Data records:
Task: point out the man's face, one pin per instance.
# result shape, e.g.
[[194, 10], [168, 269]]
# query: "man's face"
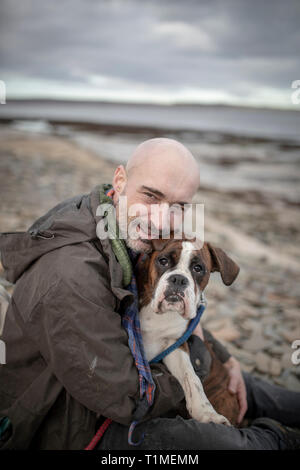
[[155, 204]]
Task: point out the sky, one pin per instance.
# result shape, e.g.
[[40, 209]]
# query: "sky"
[[235, 52]]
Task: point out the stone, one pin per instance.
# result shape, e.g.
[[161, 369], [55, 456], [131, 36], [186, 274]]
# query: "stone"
[[275, 367], [262, 361], [290, 334], [224, 330], [257, 342]]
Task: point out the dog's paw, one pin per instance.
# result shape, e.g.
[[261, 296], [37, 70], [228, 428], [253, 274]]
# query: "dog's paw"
[[214, 417]]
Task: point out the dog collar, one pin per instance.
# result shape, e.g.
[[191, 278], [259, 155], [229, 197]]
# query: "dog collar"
[[192, 325]]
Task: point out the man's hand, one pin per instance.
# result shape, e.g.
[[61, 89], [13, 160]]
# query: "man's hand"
[[237, 385]]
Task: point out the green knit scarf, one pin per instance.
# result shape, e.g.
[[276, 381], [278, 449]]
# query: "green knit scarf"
[[118, 244]]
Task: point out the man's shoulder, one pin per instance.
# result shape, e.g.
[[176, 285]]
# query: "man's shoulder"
[[77, 268]]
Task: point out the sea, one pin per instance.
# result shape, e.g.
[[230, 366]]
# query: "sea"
[[238, 148]]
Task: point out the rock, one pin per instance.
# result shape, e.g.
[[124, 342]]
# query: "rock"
[[262, 361], [286, 360], [224, 330], [247, 367], [267, 364], [289, 381], [275, 367], [290, 334], [247, 311], [292, 314], [257, 342]]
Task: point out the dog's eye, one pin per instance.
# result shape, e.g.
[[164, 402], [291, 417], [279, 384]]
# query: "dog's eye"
[[163, 261], [198, 268]]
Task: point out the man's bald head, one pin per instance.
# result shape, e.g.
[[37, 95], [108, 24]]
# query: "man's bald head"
[[160, 174], [161, 153]]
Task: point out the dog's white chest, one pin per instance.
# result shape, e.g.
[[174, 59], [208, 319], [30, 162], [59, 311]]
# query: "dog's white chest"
[[160, 331]]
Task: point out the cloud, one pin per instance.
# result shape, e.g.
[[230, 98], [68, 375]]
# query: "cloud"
[[231, 49]]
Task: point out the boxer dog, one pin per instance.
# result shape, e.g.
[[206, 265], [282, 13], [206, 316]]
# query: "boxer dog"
[[170, 282]]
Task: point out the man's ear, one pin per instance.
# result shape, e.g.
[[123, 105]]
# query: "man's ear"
[[223, 264]]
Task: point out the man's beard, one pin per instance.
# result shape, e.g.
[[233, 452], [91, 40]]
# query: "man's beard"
[[138, 245]]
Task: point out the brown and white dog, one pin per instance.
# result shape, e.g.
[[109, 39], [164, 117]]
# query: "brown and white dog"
[[170, 283]]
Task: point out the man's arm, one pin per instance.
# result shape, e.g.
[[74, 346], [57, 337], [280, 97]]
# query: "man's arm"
[[87, 349], [236, 381]]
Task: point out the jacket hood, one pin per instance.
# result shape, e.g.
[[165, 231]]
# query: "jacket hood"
[[72, 221]]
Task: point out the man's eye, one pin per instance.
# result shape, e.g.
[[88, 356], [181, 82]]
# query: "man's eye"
[[150, 195], [198, 268], [163, 261]]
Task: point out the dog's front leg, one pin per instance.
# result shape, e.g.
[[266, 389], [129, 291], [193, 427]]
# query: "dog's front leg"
[[198, 406]]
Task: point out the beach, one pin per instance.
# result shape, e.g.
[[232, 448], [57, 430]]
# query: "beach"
[[251, 200]]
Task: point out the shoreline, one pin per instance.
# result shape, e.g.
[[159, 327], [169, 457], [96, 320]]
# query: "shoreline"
[[257, 318]]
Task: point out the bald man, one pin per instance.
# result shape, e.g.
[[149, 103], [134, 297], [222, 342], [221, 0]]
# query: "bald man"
[[69, 364]]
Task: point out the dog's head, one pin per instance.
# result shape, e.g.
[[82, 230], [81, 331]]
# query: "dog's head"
[[175, 274]]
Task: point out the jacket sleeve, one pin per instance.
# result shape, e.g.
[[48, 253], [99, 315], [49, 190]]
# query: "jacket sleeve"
[[221, 352], [87, 349]]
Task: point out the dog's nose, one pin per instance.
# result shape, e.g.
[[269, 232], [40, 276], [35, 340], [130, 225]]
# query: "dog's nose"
[[178, 281]]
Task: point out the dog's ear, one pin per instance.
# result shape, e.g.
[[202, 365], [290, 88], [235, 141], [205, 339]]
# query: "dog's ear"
[[158, 244], [223, 264]]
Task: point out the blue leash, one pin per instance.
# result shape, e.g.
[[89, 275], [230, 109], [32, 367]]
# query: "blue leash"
[[192, 325]]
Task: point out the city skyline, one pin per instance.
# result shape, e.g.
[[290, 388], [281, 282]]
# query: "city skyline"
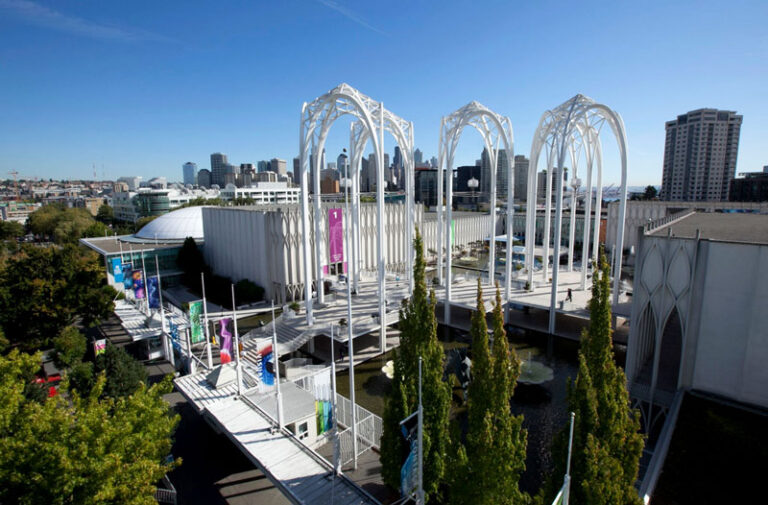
[[133, 95]]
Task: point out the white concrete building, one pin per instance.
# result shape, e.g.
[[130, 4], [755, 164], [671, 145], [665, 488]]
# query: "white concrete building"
[[263, 192], [699, 318]]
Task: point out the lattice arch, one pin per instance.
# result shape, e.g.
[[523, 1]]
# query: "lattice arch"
[[496, 130], [567, 130]]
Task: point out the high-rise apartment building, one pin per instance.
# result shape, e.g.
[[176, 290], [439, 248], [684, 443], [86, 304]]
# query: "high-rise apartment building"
[[700, 155], [521, 177], [278, 166], [218, 169], [190, 173]]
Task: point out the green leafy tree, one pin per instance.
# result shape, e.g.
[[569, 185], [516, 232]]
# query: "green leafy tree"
[[487, 470], [11, 230], [83, 449], [607, 443], [418, 337], [69, 347], [124, 375], [105, 214], [44, 289]]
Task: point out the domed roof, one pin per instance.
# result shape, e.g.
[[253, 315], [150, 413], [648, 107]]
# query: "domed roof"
[[174, 226]]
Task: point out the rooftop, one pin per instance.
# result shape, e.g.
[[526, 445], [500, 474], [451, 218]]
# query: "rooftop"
[[747, 228]]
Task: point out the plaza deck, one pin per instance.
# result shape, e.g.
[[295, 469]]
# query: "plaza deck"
[[302, 475]]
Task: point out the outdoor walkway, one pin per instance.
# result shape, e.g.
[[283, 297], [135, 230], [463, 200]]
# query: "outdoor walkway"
[[302, 475]]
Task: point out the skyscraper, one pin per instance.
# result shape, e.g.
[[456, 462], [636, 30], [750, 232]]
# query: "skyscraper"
[[700, 155], [204, 178], [521, 177], [190, 172], [218, 168], [502, 175], [278, 166]]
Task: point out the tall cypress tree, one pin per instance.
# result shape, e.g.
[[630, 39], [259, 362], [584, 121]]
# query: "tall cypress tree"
[[607, 443], [487, 469], [418, 338]]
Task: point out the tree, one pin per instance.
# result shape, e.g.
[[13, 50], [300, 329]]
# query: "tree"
[[105, 214], [607, 443], [44, 289], [69, 347], [10, 230], [488, 468], [83, 449], [124, 375], [418, 338]]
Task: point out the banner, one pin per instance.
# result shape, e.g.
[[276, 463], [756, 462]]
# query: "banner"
[[335, 235], [225, 340], [117, 270], [196, 322], [153, 292], [99, 346], [127, 276], [138, 284]]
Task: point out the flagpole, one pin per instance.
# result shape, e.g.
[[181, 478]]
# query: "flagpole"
[[567, 483], [351, 349], [420, 495], [238, 369], [144, 274], [336, 458], [276, 363], [207, 331], [163, 334]]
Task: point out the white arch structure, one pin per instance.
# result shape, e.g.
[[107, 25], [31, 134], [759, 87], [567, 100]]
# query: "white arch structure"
[[373, 120], [495, 130], [570, 129]]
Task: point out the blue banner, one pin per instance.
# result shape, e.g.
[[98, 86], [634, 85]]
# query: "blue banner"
[[153, 292], [117, 270]]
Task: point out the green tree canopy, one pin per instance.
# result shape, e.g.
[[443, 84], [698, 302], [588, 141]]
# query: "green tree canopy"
[[44, 289], [83, 449], [11, 230], [607, 443], [418, 337], [487, 469]]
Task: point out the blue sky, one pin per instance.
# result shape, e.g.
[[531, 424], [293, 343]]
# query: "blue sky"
[[139, 87]]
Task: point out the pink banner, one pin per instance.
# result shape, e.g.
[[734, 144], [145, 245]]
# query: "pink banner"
[[335, 235]]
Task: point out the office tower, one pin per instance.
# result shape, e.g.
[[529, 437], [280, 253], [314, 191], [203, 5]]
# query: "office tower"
[[341, 164], [521, 177], [418, 156], [502, 169], [700, 155], [278, 166], [218, 168], [204, 178], [190, 172]]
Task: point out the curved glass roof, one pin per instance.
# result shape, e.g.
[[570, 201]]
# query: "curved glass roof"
[[174, 226]]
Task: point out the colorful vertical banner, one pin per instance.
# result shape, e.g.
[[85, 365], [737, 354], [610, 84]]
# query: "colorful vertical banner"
[[153, 292], [127, 276], [336, 235], [225, 340], [117, 270], [99, 346], [321, 387], [138, 284], [197, 334]]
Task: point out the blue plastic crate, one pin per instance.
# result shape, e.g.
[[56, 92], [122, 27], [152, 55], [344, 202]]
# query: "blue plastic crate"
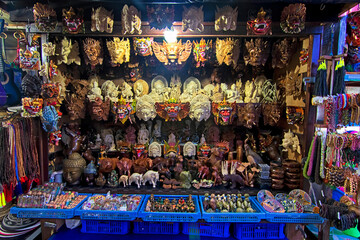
[[109, 215], [234, 217], [207, 229], [291, 217], [170, 216], [259, 231], [107, 227], [156, 228], [45, 212]]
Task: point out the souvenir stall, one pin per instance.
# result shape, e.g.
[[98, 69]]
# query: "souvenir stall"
[[191, 120]]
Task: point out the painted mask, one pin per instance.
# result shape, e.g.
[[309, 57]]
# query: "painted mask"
[[102, 20], [271, 114], [32, 107], [226, 19], [119, 51], [193, 19], [256, 52], [73, 22], [171, 149], [29, 59], [227, 51], [172, 53], [160, 17], [45, 17], [139, 150], [293, 18], [283, 51], [142, 46], [201, 51], [50, 119], [99, 110], [172, 110], [353, 20], [123, 110], [204, 150], [93, 52], [261, 25], [223, 112], [130, 20]]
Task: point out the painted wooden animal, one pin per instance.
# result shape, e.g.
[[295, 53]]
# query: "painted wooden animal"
[[152, 177], [124, 180], [137, 178]]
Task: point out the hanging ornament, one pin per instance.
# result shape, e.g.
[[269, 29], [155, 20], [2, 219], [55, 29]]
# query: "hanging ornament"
[[293, 18]]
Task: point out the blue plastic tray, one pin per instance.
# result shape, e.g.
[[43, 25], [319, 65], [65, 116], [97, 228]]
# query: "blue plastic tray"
[[207, 229], [45, 212], [170, 216], [234, 217], [156, 228], [109, 215], [259, 231], [107, 227], [291, 217]]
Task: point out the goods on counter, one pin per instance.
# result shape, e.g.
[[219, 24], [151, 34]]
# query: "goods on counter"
[[228, 203], [112, 202], [159, 204]]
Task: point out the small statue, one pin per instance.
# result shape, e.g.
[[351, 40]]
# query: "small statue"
[[137, 178], [152, 177], [113, 179], [73, 167]]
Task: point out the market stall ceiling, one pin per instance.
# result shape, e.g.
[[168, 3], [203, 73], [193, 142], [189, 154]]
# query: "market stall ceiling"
[[317, 10]]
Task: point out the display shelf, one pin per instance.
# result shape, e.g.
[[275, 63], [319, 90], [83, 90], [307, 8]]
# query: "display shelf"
[[170, 216], [108, 215], [46, 212]]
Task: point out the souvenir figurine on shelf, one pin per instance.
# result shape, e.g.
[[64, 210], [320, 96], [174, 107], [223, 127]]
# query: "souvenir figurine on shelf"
[[160, 17], [102, 20], [73, 167], [155, 149], [261, 25], [223, 112], [142, 46], [226, 18], [150, 176], [227, 51], [93, 52], [293, 18], [256, 52], [130, 20], [201, 51], [119, 51], [172, 52], [73, 21], [45, 17], [193, 19]]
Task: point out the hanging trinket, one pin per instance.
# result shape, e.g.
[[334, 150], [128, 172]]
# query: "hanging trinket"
[[201, 51], [32, 107], [227, 51], [73, 21], [45, 17], [119, 51], [142, 46], [293, 18], [193, 19], [173, 52], [224, 112], [172, 110], [102, 20], [260, 25], [93, 52], [226, 18], [130, 20]]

Goal: Please turn the part of the items that opens with the line containing "Task: point out the green tree" and closes with the line containing "[[191, 120]]" into a numbered list, skipping blank lines and leaving out the pictures.

Written solution:
1. Task: point out the green tree canopy, one pin per instance.
2. # result shape, e.g.
3. [[443, 84], [698, 302], [588, 141]]
4. # query: "green tree canopy"
5. [[44, 289], [83, 449], [11, 230], [607, 443], [418, 337], [487, 469]]
6. Task: point out the blue sky, one pin per instance.
7. # result shape, e.g.
8. [[531, 424], [293, 343]]
9. # query: "blue sky"
10. [[139, 87]]
11. Task: point out the pink banner, one pin per instance.
12. # result shape, e.g.
13. [[734, 144], [145, 245]]
14. # query: "pink banner"
15. [[335, 235]]
16. Task: point out the office tower, one pin per instance.
17. # result shape, e.g.
18. [[529, 437], [280, 253], [314, 191], [203, 5]]
19. # query: "office tower"
20. [[341, 164], [521, 177], [418, 156], [502, 169], [700, 155], [278, 166], [218, 168], [204, 178], [190, 172]]
21. Task: point out the curved glass roof, one pin per instance.
22. # result shape, e.g.
23. [[570, 201]]
24. # query: "curved glass roof"
25. [[174, 226]]
26. Task: point out the colorful vertical banner, one pin per instance.
27. # result shape, e.g.
28. [[85, 365], [737, 354], [610, 84]]
29. # query: "colorful vertical banner"
30. [[153, 292], [127, 276], [336, 235], [225, 340], [117, 270], [99, 346], [321, 387], [138, 284], [197, 334]]
31. Task: point out the blue plastic crate, one pin per instance.
32. # result shape, e.g.
33. [[56, 92], [122, 27], [152, 55], [344, 202]]
34. # query: "blue plastic crate"
35. [[109, 215], [234, 217], [207, 229], [291, 217], [170, 216], [259, 231], [107, 227], [156, 228], [45, 212]]
36. Task: point out the souvenir stall, one pin per instance.
37. # result shape, e.g.
38. [[98, 69]]
39. # query: "souvenir stall"
40. [[191, 120]]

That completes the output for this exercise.